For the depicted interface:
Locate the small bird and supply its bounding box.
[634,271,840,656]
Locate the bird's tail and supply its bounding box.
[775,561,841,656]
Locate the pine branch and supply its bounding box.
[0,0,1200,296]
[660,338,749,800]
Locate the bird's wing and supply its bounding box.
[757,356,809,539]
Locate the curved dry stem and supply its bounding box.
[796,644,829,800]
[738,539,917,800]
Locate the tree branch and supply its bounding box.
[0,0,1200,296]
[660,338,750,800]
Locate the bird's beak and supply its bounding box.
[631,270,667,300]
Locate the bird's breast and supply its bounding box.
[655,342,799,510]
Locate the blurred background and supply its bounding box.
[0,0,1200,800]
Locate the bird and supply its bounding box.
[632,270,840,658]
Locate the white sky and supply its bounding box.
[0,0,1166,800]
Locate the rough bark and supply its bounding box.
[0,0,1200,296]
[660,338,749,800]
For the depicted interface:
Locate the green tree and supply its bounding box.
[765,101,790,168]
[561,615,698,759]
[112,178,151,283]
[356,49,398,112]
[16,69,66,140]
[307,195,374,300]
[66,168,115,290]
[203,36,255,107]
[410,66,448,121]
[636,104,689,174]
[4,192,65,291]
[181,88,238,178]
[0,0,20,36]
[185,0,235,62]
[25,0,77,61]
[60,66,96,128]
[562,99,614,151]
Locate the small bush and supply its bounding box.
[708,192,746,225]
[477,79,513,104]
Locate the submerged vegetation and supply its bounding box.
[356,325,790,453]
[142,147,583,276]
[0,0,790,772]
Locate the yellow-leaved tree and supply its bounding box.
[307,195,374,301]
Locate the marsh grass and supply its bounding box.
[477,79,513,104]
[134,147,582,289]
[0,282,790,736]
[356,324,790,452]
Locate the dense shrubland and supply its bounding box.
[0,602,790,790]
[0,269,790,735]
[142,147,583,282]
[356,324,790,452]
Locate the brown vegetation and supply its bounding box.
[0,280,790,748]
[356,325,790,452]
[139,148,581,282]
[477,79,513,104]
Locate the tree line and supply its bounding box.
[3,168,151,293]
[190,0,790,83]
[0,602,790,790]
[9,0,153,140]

= = = = =

_PROBLEM TO SOLVE_: Can you copy all of the rows above, character for character, without changing anything?

_WRITTEN SOLUTION_:
For the depicted interface:
Locate the small bird and supply its bounding box.
[634,271,840,656]
Locate the bird's tail and supply its bounding box.
[775,561,841,656]
Locate the pine branch and supply its bounding box.
[0,0,1200,296]
[660,338,749,800]
Locate the bird's wing and supply its bounding box.
[757,356,809,539]
Locate the curved dry stem and supply its bounding box.
[796,644,829,800]
[738,539,917,800]
Locate the tree branch and supply its bounding box.
[0,0,1200,296]
[660,338,750,800]
Locate the bird's beak and supply its bounding box.
[631,270,667,300]
Locate the bird's breast and supply its bounding box.
[655,342,799,510]
Locate the blurred background and supply its bounding box.
[0,0,1200,800]
Locate the bird and supply its bounding box.
[632,270,840,658]
Locate the white sky and supply its bounding box.
[0,0,1166,800]
Locate the rough bark and supply its bounding box.
[0,0,1200,296]
[660,338,749,800]
For the depicted interface:
Locate the green tree and supply its bounding box.
[765,101,790,168]
[561,615,698,759]
[112,178,151,283]
[356,49,398,112]
[16,69,66,140]
[307,195,374,300]
[66,168,115,290]
[203,36,255,107]
[410,66,448,121]
[636,104,689,174]
[4,192,65,291]
[181,88,238,178]
[0,0,20,36]
[185,0,235,62]
[25,0,77,61]
[60,66,96,128]
[562,99,614,151]
Locate the small bush and supply its bounding box.
[708,192,746,225]
[477,79,513,104]
Locate the submerged vegetation and supply its bounding box.
[356,325,790,453]
[142,147,583,276]
[0,0,790,772]
Locate the yellow-leaved tree and supply its bounding box.
[307,195,374,301]
Locate the marsh grass and supply its bounding box.
[477,79,513,104]
[134,147,582,289]
[0,282,790,736]
[356,324,790,452]
Locate the dense shrubland and supply its bounding box.
[0,602,790,790]
[0,269,790,735]
[142,147,583,282]
[356,324,790,452]
Locate the brown vegetation and supply its bounding box.
[0,280,790,748]
[356,325,790,452]
[139,148,581,282]
[477,79,513,104]
Locate the tree line and supply its bounding box.
[3,168,151,293]
[190,0,790,83]
[0,602,790,790]
[9,0,153,140]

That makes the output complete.